• AVAILABLE DATA

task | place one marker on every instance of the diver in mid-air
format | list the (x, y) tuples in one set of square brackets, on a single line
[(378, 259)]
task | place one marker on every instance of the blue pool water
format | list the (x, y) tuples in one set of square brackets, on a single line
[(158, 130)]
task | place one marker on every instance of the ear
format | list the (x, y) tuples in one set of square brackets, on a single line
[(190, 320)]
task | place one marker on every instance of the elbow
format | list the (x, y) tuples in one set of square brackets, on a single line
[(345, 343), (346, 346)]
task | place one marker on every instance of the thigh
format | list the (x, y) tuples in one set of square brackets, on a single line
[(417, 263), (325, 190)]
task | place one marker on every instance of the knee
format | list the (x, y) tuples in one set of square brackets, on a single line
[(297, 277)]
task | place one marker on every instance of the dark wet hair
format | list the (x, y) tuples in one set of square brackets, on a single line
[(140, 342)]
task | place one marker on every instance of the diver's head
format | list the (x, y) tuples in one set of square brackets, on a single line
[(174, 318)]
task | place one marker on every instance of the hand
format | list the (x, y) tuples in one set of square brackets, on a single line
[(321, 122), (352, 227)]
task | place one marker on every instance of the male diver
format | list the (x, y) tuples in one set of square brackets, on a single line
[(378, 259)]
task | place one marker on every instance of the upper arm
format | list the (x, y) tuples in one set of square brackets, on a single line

• WHAT IS EXPECTED
Update all the rows above by replacing each "marker" with "dot" and leaving every other word unchanged.

• ANSWER
task | place one dot on every instance of the diver in mid-air
format | list the (x, y) tuples in one set of square brackets, on a single line
[(378, 259)]
task | place one dot on every instance of the blue pool water
format | list the (x, y) tuples in one set of square brackets, on a single line
[(158, 130)]
task | place one dot on every instance of the ear
format | list the (x, y) tuples in one set of square brackets, on a single line
[(190, 320)]
task | place one dot on every instance of the elbow
format | list the (x, y) tuples in one set of square brackets, on a single line
[(345, 343), (346, 346)]
task | place one dot on every instance of the thigh
format | list the (x, y) tuples in one set of square brackets, on a single line
[(417, 263), (325, 190)]
task | place one dot on every instance of the knee
format | list the (x, y) tuples in one set of square brackets, on a single line
[(297, 277)]
task | place one dot on every instance of the dark wet hair
format | list the (x, y) tuples in one set of square brackets, on a single line
[(140, 342)]
task | place one dot on every instance of the diver's head
format | list the (x, y) tuples in one set of square brackets, on a single line
[(174, 318)]
task | place one dot on every instance of the hand
format | list the (x, y) tuples in one set of square brackets, on a single line
[(321, 122), (352, 227)]
task | place one dot on every instance of the male diver
format | list the (x, y) tuples in one set of square brackets, on a single line
[(378, 259)]
task | place one dot on every instance of the upper arm
format | list the (x, y) tuples in one set of square brackets, on a single line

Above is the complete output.